What the exercise asks: Copy out the records below, changing each "drop one point" to "mark one point" and keeping everything else the same.

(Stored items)
*****

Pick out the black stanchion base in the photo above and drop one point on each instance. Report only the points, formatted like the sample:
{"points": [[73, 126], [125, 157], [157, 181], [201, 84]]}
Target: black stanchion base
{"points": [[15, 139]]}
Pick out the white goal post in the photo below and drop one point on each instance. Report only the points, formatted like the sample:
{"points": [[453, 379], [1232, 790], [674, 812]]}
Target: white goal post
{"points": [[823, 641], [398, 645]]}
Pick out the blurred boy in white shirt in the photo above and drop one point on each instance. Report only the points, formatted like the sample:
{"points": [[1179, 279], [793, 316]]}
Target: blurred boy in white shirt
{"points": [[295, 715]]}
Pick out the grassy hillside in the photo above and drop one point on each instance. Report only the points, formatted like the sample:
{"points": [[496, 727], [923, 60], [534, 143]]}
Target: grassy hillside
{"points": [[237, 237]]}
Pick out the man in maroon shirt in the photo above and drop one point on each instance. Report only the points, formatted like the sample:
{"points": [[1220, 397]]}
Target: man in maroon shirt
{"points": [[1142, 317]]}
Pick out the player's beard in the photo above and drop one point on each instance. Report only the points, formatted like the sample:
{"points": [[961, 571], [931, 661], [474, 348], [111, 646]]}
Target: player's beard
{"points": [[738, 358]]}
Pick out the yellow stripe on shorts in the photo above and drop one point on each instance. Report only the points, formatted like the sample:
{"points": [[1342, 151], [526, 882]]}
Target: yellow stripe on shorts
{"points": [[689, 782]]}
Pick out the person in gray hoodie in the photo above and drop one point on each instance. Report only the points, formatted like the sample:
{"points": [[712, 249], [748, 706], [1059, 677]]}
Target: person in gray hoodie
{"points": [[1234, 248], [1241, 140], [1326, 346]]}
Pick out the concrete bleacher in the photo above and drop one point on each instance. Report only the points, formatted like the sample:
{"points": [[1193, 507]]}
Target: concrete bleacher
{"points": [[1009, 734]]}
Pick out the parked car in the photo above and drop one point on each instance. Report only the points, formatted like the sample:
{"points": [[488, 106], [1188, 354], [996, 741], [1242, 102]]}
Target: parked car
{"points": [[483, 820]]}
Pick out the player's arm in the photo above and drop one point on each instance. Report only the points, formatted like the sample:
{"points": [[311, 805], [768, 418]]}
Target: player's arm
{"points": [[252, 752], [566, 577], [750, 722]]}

*****

Answer to this problem:
Pick out the black stanchion base in the photo above and mark one point on each instance. Report only the points, formatted like the sample:
{"points": [[73, 126], [125, 157], [157, 181], [201, 84]]}
Target: black stanchion base
{"points": [[15, 139]]}
Pick out the white goal post in the photo below and mark one point on each instance. Report only the points, formatted like the sample:
{"points": [[453, 379], [1232, 790], [674, 812]]}
Target: white goal post
{"points": [[823, 641], [398, 645]]}
Pick out the blurred boy in white shirt in the photo above and mark one point on each instance. Report only the points, formatted like the sample:
{"points": [[1179, 279], [793, 316]]}
Target: blurred boy in white shirt
{"points": [[295, 715]]}
Pick out the grassy hillside in the photo above and mark one point on each instance. Report only the points, formatted like the sample:
{"points": [[496, 727], [923, 60], [534, 143]]}
Target: grassy hillside
{"points": [[237, 237]]}
Pick out the man in maroon shirt in the photo above and mark one point on each instance. Report only the points, formatted like the sample:
{"points": [[1220, 397]]}
Target: man in maroon shirt
{"points": [[1142, 317]]}
Pick out the player's beard in the photo above and mark one point on each instance. Report only the points, formatted like the sample:
{"points": [[961, 571], [931, 661], [474, 348], [111, 646]]}
Target: player's beard
{"points": [[738, 358]]}
Pick out the yellow stripe on shorts in the photo above and mark one point on each instance. Report only the points, formatted like the sample:
{"points": [[1342, 151], [526, 882]]}
Target: yellow stripe on shorts
{"points": [[689, 782]]}
Pick out the person in gray hoodie in the photo above and mark one point on each instance. Report only the points, formatted like the sample:
{"points": [[712, 249], [748, 706], [1059, 677]]}
Target: person in gray hoodie
{"points": [[1234, 248], [1241, 140], [1326, 346]]}
Pick out the concrete bleacher in the photo above and mark one point on each instance. Report only the points, formatted like the sample:
{"points": [[1193, 507]]}
Target: concrete bleacher
{"points": [[1009, 734]]}
Pick out the parked car in the photo above and mark one point on each instance. Report only the points, formatted like the sample:
{"points": [[488, 106], [1188, 354], [996, 741], [1242, 102]]}
Target: parked car
{"points": [[483, 820]]}
Pick out the player's arm in the photo above and mark one point on each instance. Report only the points, formatted like the sample:
{"points": [[311, 805], [768, 418]]}
Target: player's arm
{"points": [[252, 752], [566, 577], [750, 722]]}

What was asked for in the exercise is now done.